◆ Exercise aim:
Copy the entries without a single change. Pictures should be dropped.

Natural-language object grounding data
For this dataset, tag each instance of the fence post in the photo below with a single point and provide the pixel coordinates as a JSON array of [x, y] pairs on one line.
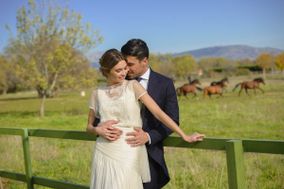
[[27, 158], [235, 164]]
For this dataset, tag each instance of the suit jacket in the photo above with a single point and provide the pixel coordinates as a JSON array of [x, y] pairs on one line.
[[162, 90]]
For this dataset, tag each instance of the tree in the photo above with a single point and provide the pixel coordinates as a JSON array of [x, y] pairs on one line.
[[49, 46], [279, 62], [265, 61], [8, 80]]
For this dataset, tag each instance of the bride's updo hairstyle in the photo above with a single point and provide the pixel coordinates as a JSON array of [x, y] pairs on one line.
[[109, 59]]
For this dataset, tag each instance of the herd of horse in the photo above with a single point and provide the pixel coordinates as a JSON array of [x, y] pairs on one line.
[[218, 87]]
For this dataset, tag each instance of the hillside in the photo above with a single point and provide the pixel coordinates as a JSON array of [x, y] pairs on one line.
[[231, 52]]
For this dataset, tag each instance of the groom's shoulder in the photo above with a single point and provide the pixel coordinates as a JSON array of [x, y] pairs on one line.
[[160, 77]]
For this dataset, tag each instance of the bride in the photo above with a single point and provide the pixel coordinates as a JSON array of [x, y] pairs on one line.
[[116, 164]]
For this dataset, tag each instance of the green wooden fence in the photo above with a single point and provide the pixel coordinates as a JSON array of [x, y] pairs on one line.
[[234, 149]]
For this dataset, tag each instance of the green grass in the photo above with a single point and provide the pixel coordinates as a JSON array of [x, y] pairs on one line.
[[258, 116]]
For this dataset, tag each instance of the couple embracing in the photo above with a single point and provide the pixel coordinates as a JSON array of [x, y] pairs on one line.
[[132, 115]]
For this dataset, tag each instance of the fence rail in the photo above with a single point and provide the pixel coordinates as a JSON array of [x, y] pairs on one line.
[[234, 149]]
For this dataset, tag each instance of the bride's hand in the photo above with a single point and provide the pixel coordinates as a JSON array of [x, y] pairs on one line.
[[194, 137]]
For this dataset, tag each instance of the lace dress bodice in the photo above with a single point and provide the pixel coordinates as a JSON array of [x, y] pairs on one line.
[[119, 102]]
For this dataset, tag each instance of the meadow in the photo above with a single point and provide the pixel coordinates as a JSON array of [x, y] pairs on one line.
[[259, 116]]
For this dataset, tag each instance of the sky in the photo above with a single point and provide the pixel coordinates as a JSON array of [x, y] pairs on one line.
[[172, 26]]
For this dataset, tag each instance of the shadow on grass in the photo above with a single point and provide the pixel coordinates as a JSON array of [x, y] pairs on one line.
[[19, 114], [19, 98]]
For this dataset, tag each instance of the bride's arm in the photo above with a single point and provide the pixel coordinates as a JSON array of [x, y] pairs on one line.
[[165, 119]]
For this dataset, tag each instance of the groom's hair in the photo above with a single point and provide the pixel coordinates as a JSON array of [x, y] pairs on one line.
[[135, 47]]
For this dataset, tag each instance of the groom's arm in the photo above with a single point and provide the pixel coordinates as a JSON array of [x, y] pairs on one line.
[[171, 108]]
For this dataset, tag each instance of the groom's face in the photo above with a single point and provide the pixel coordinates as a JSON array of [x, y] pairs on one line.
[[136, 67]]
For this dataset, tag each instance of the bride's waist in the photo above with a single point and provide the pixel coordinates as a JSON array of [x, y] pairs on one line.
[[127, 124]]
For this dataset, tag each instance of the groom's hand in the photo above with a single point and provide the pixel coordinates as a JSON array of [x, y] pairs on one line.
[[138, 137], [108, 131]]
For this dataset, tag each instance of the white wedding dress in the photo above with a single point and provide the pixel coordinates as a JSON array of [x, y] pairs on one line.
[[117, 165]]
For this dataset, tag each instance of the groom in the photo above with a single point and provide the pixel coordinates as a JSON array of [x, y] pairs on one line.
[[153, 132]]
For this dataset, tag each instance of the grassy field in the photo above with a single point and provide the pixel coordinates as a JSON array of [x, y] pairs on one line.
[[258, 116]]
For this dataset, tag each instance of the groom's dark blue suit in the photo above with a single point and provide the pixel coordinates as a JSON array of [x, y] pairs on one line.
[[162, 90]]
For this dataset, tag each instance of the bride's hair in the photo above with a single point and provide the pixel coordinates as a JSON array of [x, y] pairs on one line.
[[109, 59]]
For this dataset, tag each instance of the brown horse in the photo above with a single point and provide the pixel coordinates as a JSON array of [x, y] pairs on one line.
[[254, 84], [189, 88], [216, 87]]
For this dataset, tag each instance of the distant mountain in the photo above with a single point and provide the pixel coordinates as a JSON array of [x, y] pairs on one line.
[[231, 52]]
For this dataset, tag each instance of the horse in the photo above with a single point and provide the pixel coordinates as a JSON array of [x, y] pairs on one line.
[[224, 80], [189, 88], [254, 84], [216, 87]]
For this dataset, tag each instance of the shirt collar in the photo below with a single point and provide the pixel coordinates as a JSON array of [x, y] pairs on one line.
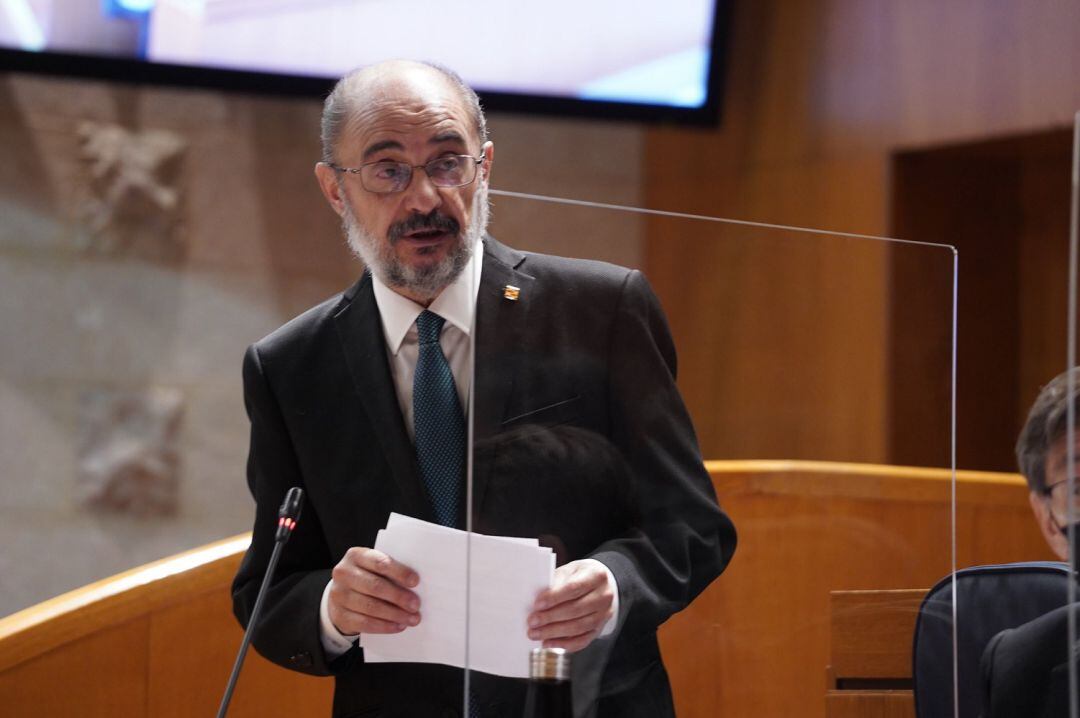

◆ Result below:
For this dataset, tag each instance of the fence post in the photo below with a single point and provide the pixel coordinates as a JSON array of [x, y] pairs on one line.
[[27, 158], [235, 164]]
For this dataset, tag each instance of the suit jacket in the photo above with a single point and provide the pixel coordinates as a JSON array of [x, y] pairs on one line.
[[162, 90]]
For this dataset, tag each instance of the tree in the photo above with a single point and provide the pixel coordinates as a JSON array of [x, y] pairs on one line.
[[49, 46], [279, 62], [265, 61], [8, 80]]
For this dataset, tag each instance of the bride's updo hairstyle in the photo above with a single point and provide the pixel coordinates as a JSON array of [x, y] pairs on one line.
[[109, 59]]
For this dataset, tag each instance of the herd of horse in the photo above with a single point and provide the pixel coordinates as a JSON array of [x, y] pairs on one line.
[[218, 87]]
For this dataset, tag each instance of the hillside in the photo above with a single point and provide the pixel coordinates as a JSON array of [x, y] pairs on one line.
[[231, 52]]
For this dataset, tag each instance of the groom's shoulder in the photo above with a single point and provide the pixel coordinates as a JSON array of [x, y] pairs on one line.
[[160, 77]]
For this dataset, tag each instance of the bride in the photo above with a single point and provide the pixel coordinates as a JSON array of [x, y] pairs on one line.
[[116, 164]]
For this dataset, tag each instance of the green wooden fence in the photo above with a single point and provide the pixel coordinates as a JSON array of [x, y] pairs on one line.
[[234, 149]]
For this dataset, tag each instance of the green grass in the photo above with a single point and provide the pixel coordinates as a JSON array of [x, y] pairs on one line.
[[258, 116]]
For this dataset, tag each instance of the couple embracing in the photo above with a single point and provide the pixel coordinates as a JSON array of [x, y] pairs on one line.
[[132, 115]]
For this dataset, tag each instance of the fence rail in the photo above with a single point and provide the pixel coordinates as a JSON array of [x, y] pairs on one line.
[[234, 149]]
For this dataset, tag each instance of the bride's hand in the photo above with a single point and provide the pixel coordinates as a JSON array of [x, y] pairs on one line.
[[194, 137]]
For this dataset, tag each instance of the lace dress bodice in the photo above with a single point and provide the pixel coordinates as a JSON array of [x, y] pairs on one line.
[[119, 102]]
For this dataset, tag each instance of the meadow in the photo above with a single point and provide the pixel coordinates as a JSON array of [x, y] pairs on one line.
[[259, 116]]
For this dataset, tag each instance of the sky in the photo above with a single point and provide the pixel coordinates as a JSON array of [x, y] pairs on one line.
[[172, 26]]
For this dataset, tag each instance of the shadow on grass in the photo above with a single point and provide the pixel coordinates as a JSON array of [x, y] pairs on one line.
[[19, 114], [19, 98]]
For this dataset, tag each instance of the bride's arm in the photo above with a single point and provide the pixel coordinates as a JSON array of [x, y] pairs on one line.
[[165, 119]]
For this dataset, tag each instance of the groom's hair in the photo above with a single point and provide the pixel coordinates as a JSON array of [x, y] pairs on one line.
[[135, 47]]
For this dataset, tag each instance of the groom's arm in the photo above with a single point and provide the pixel coordinates as a JSON array of [x, y] pairs on one line.
[[171, 108]]
For this dataset, tag each instance of the groom's face in the photo above with a single point and provide the pixel coordinates as a JSON array of [x, y] pairs on one line.
[[136, 67]]
For this dataset, tag each instance of the bride's waist in the photo above with a single point and provide the pixel coordinates as a JSON array of [x, y] pairs on one line.
[[127, 124]]
For this dataset, tag each instance of the groom's hand in the photo above with a single point and provide the pixel coordinates as a JSON array of [x, y] pairs on one line.
[[138, 137], [108, 131]]
For this dataset, tag each instance of the white wedding dress in the photo above with a single point and provide the pixel coordinates as a JSON array of [x, y] pairs on one line.
[[117, 165]]
For this dataset, tag each instance of the groom in the photo above with a single point and provide the pixel coordinates as a JSON array of [x, y] pairs on one line.
[[153, 132]]
For this dataset, tag each instance of the grassy field in the photo above with a single point and provide the pixel coordinates as a JSON array of [x, y] pairs on one line.
[[258, 116]]
For this dataset, tag each instance of the groom's dark blue suit in the photo above with a single point and provide the pixel coordinates as a JSON array of [x, y] pairs on one line.
[[162, 90]]
For this dataset, tag each instance of the bride's hair in the photo above with a single point and provide the pixel coordinates as a JSON array of [x, y] pairs on one line.
[[109, 59]]
For this dataset, tag each instance of the brown horse in the photo above with a single point and provide the pixel coordinates as a JSON array of [x, y] pairs on one line.
[[254, 84], [189, 88], [216, 87]]
For this dataset, tag each instance of the distant mountain in the photo above with a single point and provide the pixel coordinates as a JSON array of [x, y] pairs on one line.
[[231, 52]]
For this dataset, tag each instance of the horse in the photo above with a single point and provide the pixel coordinates as a JSON array of [x, y] pairs on one line.
[[224, 80], [189, 88], [254, 84], [216, 87]]
For this dataset, tag each instance of the shirt collar in the photo below with a single point and provide the pixel coordinates as a JSON array of [x, y] pairs on one line.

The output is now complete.